### Sus tareas:
[1] Determine si cada afirmación concuerda con el texto sobre el lenguaje en la literatura. Responda sí o no y cite textualmente las palabras decisivas. (a) La obra de Salinger se publicó en 1951. (b) El texto sostiene que existen temas prohibidos para la escritura. (c) El texto describe el lenguaje como un ser vivo que se adapta al entorno, la gente y el tiempo.
[2] Traduzca al inglés esta oración del texto sobre el lenguaje en la literatura: «Todo lo que la gente podemos crear no surge sólo del éter de la imaginación o de ese topus uranus del que hablaba Platón.»

Supongo que es porque no todas las personas que escribimos tenemos el mismo origen, y muchas no nos pusimos como meta convertirnos en lumbreras de eso que algunos llaman “lenguaje culto” porque, maldita sea, un libro nos enseñó que eso no es requisito para construir universos literarios. Pero también nos pasó que reconocemos que las posibilidades de cualquier texto empiezan en la manera con la que aprovecha el lenguaje, y este es un ser vivo que se adapta al entorno, la gente y el tiempo en que está en uso. Si ya todo se ha contado, entonces nos enfocamos en cómo hacerlo para que se sienta como un nuevo viaje, al menos para quien toma el libro y descubre que es posible crear una novela entrañable a partir de los gustos musicales y las relaciones que nos rompieron el corazón, en donde reconoces las referencias culturales porque son aquellas que acabas de ver o escuchar, como me pasó con Alta fidelidad (Nick Hornby).

Me voy a atrever a hacer una generalización porque eso que una vez descubrí con entusiasmo le ha ocurrido a otros escritores y escritoras de diferentes generaciones, que hablan de temas bien distintos entre sí: así como no existen temas prohibidos para la escritura, tampoco existen ataduras para el tipo de lenguaje.

Lo vimos con José Agustín (RIP) y es una constante que está viva desde que alguien se puso a contar historias a otro que tuvo la paciencia para escucharle. ¿Desde dónde se construyen los discursos, los monólogos, los diálogos y las descripciones que sostienen un cuento, una novela, una obra de teatro o un poema? Todo lo que la gente podemos crear no surge sólo del éter de la imaginación o de ese topus uranus del que hablaba Platón. La forma en que habla Johnny (“Esto ya lo toqué mañana, es horrible, Miles, esto ya lo toqué mañana”), o las palabrotas de Holden en El guardián entre el centeno que no son más que las que usaban los adolescentes que reflejaba en 1951, cuando se publicó la obra de Salinger, no es más que una de las razones por las que una historia resuena con fuerza entre lectores y lectoras que se reconocen en sus páginas.

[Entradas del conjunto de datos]
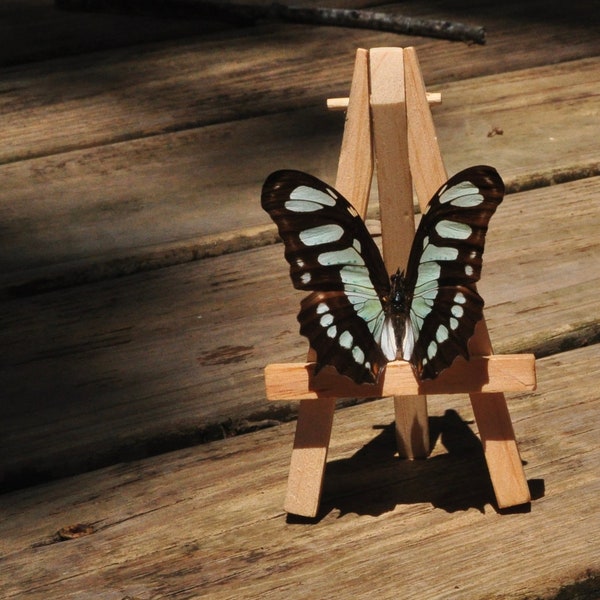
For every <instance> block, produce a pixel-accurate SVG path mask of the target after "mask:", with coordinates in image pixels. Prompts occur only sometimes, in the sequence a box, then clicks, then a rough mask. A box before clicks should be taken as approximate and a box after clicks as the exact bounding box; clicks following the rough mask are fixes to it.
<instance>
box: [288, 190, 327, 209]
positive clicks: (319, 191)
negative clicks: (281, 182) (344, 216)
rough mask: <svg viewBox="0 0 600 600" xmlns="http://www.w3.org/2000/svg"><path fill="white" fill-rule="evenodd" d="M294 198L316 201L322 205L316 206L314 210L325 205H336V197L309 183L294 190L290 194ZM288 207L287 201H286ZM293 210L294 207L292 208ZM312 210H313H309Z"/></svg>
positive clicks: (318, 203) (312, 201)
mask: <svg viewBox="0 0 600 600" xmlns="http://www.w3.org/2000/svg"><path fill="white" fill-rule="evenodd" d="M290 198H291V199H292V200H305V201H306V202H313V203H314V202H316V203H318V204H319V205H322V206H315V207H314V208H313V209H312V210H313V211H314V210H321V209H322V208H323V206H335V203H336V199H335V197H332V196H331V195H330V194H326V193H325V192H322V191H321V190H318V189H317V188H313V187H310V186H308V185H299V186H298V187H297V188H296V189H294V190H292V192H291V194H290ZM286 208H287V202H286ZM290 210H292V209H290ZM309 212H312V211H309Z"/></svg>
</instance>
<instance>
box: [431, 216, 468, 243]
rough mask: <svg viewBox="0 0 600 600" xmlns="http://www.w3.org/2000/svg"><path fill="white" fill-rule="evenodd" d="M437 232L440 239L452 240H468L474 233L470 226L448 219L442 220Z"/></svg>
mask: <svg viewBox="0 0 600 600" xmlns="http://www.w3.org/2000/svg"><path fill="white" fill-rule="evenodd" d="M435 230H436V231H437V233H438V235H439V236H440V237H444V238H450V239H452V240H466V239H467V238H468V237H470V236H471V233H472V232H473V230H472V229H471V226H470V225H467V224H466V223H457V222H456V221H449V220H448V219H442V220H441V221H439V222H438V223H436V224H435Z"/></svg>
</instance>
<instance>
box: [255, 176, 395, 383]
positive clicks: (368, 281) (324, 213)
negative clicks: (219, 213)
mask: <svg viewBox="0 0 600 600" xmlns="http://www.w3.org/2000/svg"><path fill="white" fill-rule="evenodd" d="M261 202H262V207H263V208H264V209H265V210H266V211H267V212H268V213H269V215H270V216H271V218H272V219H273V220H274V221H275V223H276V224H277V227H278V230H279V234H280V236H281V238H282V240H283V242H284V245H285V258H286V260H287V261H288V263H289V264H290V276H291V278H292V282H293V284H294V287H296V288H298V289H301V290H309V291H312V292H313V293H311V294H309V295H308V296H307V297H306V298H304V300H303V301H302V303H301V310H300V313H299V314H298V320H299V322H300V332H301V333H302V334H303V335H305V336H306V337H308V339H309V341H310V345H311V347H312V348H313V349H314V350H315V351H316V353H317V371H318V370H319V369H320V368H322V367H323V366H324V365H326V364H329V365H333V366H334V367H336V369H337V370H338V371H339V372H340V373H342V374H345V375H348V376H349V377H351V378H352V379H353V380H354V381H356V382H357V383H362V382H365V381H368V382H372V381H375V380H376V377H377V373H378V372H379V370H380V369H381V368H382V367H383V366H384V365H385V364H386V362H387V360H390V359H391V358H394V357H391V358H389V357H388V358H386V357H385V356H384V353H383V351H382V350H381V347H380V342H381V336H382V331H383V328H384V322H385V314H384V309H383V305H382V301H381V297H384V296H386V295H387V294H389V286H390V283H389V277H388V275H387V272H386V269H385V266H384V264H383V260H382V259H381V255H380V253H379V250H378V249H377V246H376V245H375V243H374V241H373V239H372V237H371V236H370V234H369V232H368V231H367V229H366V227H365V225H364V223H363V221H362V219H361V218H360V216H358V214H357V212H356V210H355V209H354V208H353V207H352V205H350V203H349V202H348V201H347V200H346V199H345V198H343V196H341V194H339V193H338V192H336V191H335V190H334V189H333V188H331V187H329V186H327V185H326V184H325V183H323V182H322V181H320V180H319V179H317V178H316V177H313V176H311V175H308V174H306V173H302V172H300V171H291V170H286V171H277V172H275V173H272V174H271V175H270V176H269V177H268V178H267V180H266V181H265V184H264V186H263V192H262V200H261Z"/></svg>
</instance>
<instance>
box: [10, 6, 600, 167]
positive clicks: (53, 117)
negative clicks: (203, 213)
mask: <svg viewBox="0 0 600 600" xmlns="http://www.w3.org/2000/svg"><path fill="white" fill-rule="evenodd" d="M400 6H402V7H404V4H402V5H400ZM576 7H578V10H576ZM447 8H448V7H446V6H444V7H436V8H435V11H436V12H438V11H439V13H438V14H440V13H441V16H444V15H443V12H445V10H446V9H447ZM463 10H464V11H465V13H464V14H468V15H469V17H470V19H472V18H473V10H472V7H469V9H468V12H467V11H466V7H463ZM487 10H489V12H488V13H487V14H486V18H485V21H484V22H483V25H485V26H487V28H488V31H489V38H490V39H489V42H488V44H487V45H486V46H485V47H477V48H474V47H471V46H467V45H466V44H462V43H451V42H444V41H440V40H426V39H424V38H414V37H410V36H398V35H394V34H386V33H381V32H368V31H363V30H349V29H341V28H327V34H326V35H324V34H323V28H319V27H307V26H285V27H283V26H278V27H277V26H262V27H257V28H253V29H252V30H250V31H248V30H245V31H243V32H235V33H231V34H225V33H223V34H222V35H220V36H215V37H208V38H206V39H204V38H202V37H199V38H191V39H189V40H185V41H183V40H182V41H181V42H180V43H177V44H174V43H167V44H165V45H163V46H161V45H156V46H154V45H149V46H138V47H136V48H127V49H113V50H111V51H110V52H108V53H97V54H88V55H86V56H83V57H81V58H80V59H77V58H69V59H64V60H60V59H57V60H55V61H49V62H41V63H39V64H31V65H22V66H19V67H18V68H6V69H3V70H2V73H1V77H0V80H1V81H2V86H1V88H0V89H1V91H2V103H1V104H0V106H1V108H2V112H3V114H4V116H5V125H4V127H3V128H2V131H1V133H0V163H5V162H12V161H16V160H23V159H26V158H33V157H37V156H46V155H49V154H56V153H59V152H65V151H68V150H74V149H81V148H89V147H92V146H97V145H104V144H110V143H114V142H118V141H123V140H130V139H134V138H138V137H146V136H152V135H157V134H161V133H164V132H168V131H178V130H184V129H189V128H190V127H199V126H206V125H209V124H214V123H221V122H225V121H230V120H238V119H241V118H248V117H251V116H257V115H260V114H265V113H267V114H268V113H274V112H279V111H282V110H291V109H298V108H302V107H306V106H308V105H311V104H312V105H315V104H319V105H320V104H321V103H322V102H323V96H327V95H340V93H342V94H344V93H347V91H348V87H349V80H350V76H351V72H352V57H353V55H354V52H355V49H356V48H357V47H366V48H370V47H377V46H392V45H396V46H409V45H413V44H414V45H416V46H417V47H418V49H419V56H420V61H421V65H422V68H423V73H424V75H425V80H426V81H427V83H428V85H432V84H437V83H441V82H449V81H453V80H454V81H456V80H458V79H465V78H469V77H474V76H478V75H489V74H492V73H500V72H507V71H513V70H517V69H520V68H524V67H532V66H539V65H545V64H555V63H557V62H561V61H568V60H572V59H575V58H582V57H588V56H594V55H597V54H598V50H599V48H600V41H599V40H598V36H597V35H596V31H595V30H594V28H593V27H589V22H590V21H591V19H593V18H594V17H595V11H594V8H593V6H592V5H591V4H590V5H589V6H588V5H587V4H585V3H584V4H581V5H578V4H577V3H575V5H573V6H569V7H568V11H569V15H570V16H571V17H572V18H573V13H574V12H575V13H576V14H575V17H574V20H573V21H571V23H572V24H573V25H572V27H565V26H564V23H563V21H560V19H557V23H556V24H555V23H554V22H553V21H552V20H550V19H549V20H548V21H543V22H542V23H540V20H539V18H538V15H539V14H540V12H543V13H544V14H545V15H549V14H550V13H551V12H552V11H551V9H549V7H548V3H547V2H545V1H543V0H536V1H535V2H527V3H515V4H513V5H512V6H511V10H512V11H513V12H512V14H510V13H509V9H508V7H507V6H503V7H502V10H499V9H498V8H497V7H492V8H491V9H490V7H488V8H487ZM532 15H535V22H534V23H532V22H531V21H530V20H529V19H528V17H531V16H532ZM559 25H560V26H559ZM533 32H535V35H533Z"/></svg>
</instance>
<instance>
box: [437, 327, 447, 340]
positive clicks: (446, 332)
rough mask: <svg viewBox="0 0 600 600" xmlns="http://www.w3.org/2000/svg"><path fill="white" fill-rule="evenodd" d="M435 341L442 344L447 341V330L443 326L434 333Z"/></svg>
mask: <svg viewBox="0 0 600 600" xmlns="http://www.w3.org/2000/svg"><path fill="white" fill-rule="evenodd" d="M435 339H436V340H437V341H438V342H439V343H440V344H442V343H443V342H445V341H446V340H447V339H448V328H447V327H446V326H445V325H440V326H439V327H438V328H437V331H436V332H435Z"/></svg>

### Resultados por tarea:
[1]
(a) Sí: «en 1951, cuando se publicó la obra de Salinger».
(b) No: «no existen temas prohibidos para la escritura».
(c) Sí: «este es un ser vivo que se adapta al entorno, la gente y el tiempo en que está en uso».

[2] Everything that we people can create does not arise solely from the ether of the imagination or from that topus uranus Plato spoke of.